# [Task to complete]
Please list every line in the records below that contains the word "dark", copying each line in full.

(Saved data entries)
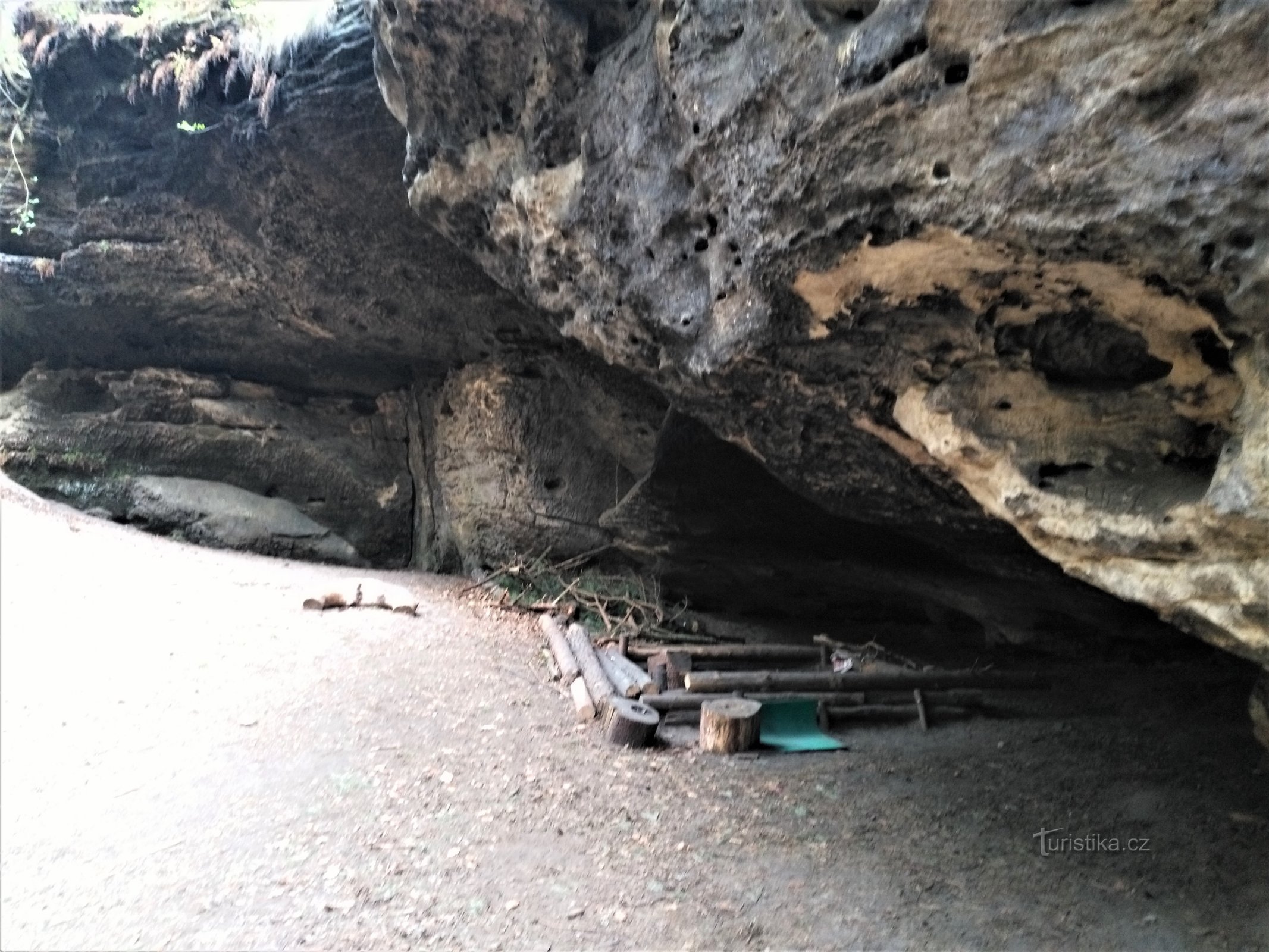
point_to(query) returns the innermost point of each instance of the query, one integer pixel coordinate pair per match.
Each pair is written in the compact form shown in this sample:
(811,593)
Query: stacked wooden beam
(606,683)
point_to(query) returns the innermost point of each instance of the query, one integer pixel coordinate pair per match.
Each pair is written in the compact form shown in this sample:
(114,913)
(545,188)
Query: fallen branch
(728,682)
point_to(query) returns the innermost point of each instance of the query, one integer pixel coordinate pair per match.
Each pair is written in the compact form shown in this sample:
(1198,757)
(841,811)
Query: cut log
(920,709)
(894,712)
(729,724)
(728,682)
(804,654)
(365,593)
(669,669)
(643,679)
(581,700)
(628,722)
(597,682)
(622,682)
(569,669)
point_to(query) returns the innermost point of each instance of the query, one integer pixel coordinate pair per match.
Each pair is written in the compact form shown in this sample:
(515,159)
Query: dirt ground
(189,760)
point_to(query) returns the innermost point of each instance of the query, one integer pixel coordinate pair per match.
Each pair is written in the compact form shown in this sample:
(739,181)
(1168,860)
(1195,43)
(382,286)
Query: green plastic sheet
(792,726)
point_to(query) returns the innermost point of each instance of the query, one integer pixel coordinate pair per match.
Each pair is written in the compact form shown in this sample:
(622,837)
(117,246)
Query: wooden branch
(628,722)
(581,700)
(569,669)
(597,682)
(729,724)
(728,682)
(807,654)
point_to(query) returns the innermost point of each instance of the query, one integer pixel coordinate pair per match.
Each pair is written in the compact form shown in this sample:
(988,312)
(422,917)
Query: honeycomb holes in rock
(956,74)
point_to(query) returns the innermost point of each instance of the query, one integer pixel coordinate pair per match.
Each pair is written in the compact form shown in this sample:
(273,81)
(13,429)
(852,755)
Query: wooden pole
(628,722)
(692,700)
(729,724)
(597,682)
(569,669)
(728,682)
(669,669)
(581,700)
(622,682)
(637,674)
(806,654)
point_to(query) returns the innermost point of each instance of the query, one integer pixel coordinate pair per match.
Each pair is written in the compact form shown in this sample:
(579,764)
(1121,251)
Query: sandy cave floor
(189,760)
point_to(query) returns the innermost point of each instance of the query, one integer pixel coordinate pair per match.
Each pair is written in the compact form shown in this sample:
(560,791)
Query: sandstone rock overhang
(811,306)
(890,248)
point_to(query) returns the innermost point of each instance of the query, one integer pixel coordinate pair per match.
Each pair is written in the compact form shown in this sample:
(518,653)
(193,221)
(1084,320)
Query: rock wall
(218,461)
(934,264)
(890,310)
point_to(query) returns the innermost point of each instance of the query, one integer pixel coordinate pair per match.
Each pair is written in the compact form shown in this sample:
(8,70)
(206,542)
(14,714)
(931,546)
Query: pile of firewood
(720,682)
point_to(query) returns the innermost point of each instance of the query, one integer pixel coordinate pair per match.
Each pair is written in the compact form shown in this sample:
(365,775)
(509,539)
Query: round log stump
(729,725)
(628,722)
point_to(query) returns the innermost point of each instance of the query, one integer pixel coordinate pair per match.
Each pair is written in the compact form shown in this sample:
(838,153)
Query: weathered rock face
(932,263)
(280,472)
(857,301)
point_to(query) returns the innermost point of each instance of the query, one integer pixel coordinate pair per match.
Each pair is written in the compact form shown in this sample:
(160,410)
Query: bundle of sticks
(631,687)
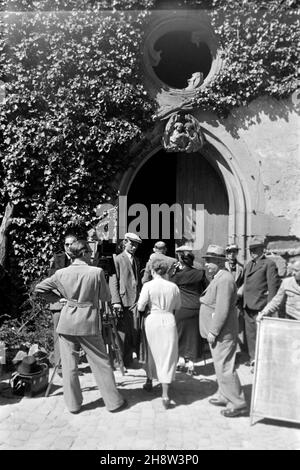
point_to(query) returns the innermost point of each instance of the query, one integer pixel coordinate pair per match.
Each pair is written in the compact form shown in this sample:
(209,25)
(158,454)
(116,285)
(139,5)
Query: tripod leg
(52,378)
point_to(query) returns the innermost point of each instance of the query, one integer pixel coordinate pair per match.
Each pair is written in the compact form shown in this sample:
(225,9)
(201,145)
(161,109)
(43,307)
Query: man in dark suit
(237,270)
(219,324)
(83,288)
(60,260)
(125,287)
(160,250)
(261,282)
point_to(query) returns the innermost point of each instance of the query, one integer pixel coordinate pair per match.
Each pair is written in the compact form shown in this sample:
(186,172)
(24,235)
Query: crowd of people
(175,310)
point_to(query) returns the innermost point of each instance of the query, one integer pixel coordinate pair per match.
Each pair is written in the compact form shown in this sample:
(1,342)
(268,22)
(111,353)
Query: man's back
(261,282)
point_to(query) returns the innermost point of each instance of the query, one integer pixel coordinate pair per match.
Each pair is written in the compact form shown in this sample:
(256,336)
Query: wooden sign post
(276,386)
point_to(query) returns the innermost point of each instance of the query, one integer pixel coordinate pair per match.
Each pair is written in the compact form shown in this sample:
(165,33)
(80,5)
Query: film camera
(103,257)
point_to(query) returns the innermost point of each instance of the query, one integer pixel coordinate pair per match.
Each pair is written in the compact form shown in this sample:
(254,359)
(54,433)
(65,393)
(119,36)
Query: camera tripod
(111,341)
(111,338)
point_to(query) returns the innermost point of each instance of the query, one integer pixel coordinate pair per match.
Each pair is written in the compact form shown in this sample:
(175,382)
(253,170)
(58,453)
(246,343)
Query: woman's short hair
(159,266)
(78,249)
(187,258)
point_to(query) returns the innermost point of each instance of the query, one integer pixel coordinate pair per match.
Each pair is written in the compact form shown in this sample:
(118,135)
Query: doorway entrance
(169,178)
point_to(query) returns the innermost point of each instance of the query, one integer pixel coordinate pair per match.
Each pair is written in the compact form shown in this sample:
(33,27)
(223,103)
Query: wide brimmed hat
(133,237)
(29,366)
(215,251)
(232,247)
(256,242)
(183,248)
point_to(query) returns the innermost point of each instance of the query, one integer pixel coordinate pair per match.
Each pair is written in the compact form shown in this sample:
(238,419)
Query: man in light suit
(125,287)
(219,325)
(82,287)
(60,260)
(237,270)
(261,282)
(160,250)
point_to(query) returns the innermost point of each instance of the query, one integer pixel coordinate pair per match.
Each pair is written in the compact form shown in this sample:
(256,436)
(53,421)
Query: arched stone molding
(198,24)
(223,161)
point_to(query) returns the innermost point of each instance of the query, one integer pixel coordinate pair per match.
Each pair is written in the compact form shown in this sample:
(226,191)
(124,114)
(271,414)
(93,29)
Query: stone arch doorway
(210,177)
(168,178)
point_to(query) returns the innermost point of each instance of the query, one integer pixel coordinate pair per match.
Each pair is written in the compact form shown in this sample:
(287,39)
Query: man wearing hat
(125,286)
(237,271)
(61,259)
(83,287)
(261,282)
(219,325)
(160,250)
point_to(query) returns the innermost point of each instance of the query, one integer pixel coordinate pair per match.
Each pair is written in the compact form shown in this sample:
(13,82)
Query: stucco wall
(264,141)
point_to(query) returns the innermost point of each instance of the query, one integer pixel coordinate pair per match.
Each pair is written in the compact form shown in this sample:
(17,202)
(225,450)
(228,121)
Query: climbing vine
(75,101)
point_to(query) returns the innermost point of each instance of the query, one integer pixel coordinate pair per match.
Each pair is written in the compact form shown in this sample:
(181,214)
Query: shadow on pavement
(6,395)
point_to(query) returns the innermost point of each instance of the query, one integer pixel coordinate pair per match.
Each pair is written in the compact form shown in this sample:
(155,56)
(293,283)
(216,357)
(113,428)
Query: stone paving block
(62,443)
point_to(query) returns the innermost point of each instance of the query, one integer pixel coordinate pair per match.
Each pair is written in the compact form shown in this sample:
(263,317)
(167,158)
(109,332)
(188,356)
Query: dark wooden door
(197,182)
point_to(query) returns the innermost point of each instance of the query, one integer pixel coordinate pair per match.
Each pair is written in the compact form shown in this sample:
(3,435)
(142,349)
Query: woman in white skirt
(162,298)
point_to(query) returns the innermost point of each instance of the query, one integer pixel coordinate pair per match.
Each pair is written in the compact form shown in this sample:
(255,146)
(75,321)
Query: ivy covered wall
(75,101)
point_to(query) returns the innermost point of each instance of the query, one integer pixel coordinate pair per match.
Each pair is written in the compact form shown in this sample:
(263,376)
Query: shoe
(217,402)
(249,363)
(166,403)
(148,386)
(231,413)
(120,408)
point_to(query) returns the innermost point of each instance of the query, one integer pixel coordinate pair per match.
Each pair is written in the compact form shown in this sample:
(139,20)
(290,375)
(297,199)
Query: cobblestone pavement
(192,424)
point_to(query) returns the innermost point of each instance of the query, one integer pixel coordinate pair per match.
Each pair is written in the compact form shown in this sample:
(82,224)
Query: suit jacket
(84,287)
(191,282)
(261,282)
(59,261)
(171,262)
(218,313)
(124,287)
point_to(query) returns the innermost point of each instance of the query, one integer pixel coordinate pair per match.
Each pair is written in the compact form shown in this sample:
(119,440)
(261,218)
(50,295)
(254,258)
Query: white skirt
(162,338)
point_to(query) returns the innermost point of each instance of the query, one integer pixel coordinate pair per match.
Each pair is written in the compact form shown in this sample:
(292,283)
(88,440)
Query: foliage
(75,101)
(74,105)
(34,326)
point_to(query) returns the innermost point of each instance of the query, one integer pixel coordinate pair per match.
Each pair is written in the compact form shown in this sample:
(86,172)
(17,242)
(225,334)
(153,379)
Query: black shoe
(217,402)
(231,413)
(148,386)
(121,407)
(166,403)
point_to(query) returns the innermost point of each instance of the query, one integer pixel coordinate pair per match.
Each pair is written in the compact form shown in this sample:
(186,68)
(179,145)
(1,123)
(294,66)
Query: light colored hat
(160,245)
(256,242)
(133,237)
(184,248)
(215,251)
(232,247)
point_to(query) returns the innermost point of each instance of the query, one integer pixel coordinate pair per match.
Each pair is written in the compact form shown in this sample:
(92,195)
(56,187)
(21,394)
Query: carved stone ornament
(183,134)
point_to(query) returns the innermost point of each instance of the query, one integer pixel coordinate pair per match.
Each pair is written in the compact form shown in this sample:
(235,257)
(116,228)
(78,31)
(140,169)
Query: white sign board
(276,387)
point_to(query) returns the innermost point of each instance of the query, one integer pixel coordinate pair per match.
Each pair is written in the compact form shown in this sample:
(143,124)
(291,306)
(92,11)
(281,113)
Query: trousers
(129,331)
(230,390)
(98,360)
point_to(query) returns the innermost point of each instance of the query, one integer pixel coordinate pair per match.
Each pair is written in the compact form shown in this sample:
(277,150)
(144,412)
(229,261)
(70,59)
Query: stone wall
(264,140)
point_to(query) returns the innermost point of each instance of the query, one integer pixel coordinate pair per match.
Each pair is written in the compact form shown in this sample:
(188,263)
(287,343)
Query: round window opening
(184,63)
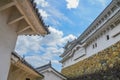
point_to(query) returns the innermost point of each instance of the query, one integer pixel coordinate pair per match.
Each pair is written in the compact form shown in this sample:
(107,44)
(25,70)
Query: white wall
(102,43)
(8,38)
(49,75)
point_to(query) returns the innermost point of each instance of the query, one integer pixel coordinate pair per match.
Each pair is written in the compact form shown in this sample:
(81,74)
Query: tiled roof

# [Final result]
Query: man in dark suit
Query: dark wooden door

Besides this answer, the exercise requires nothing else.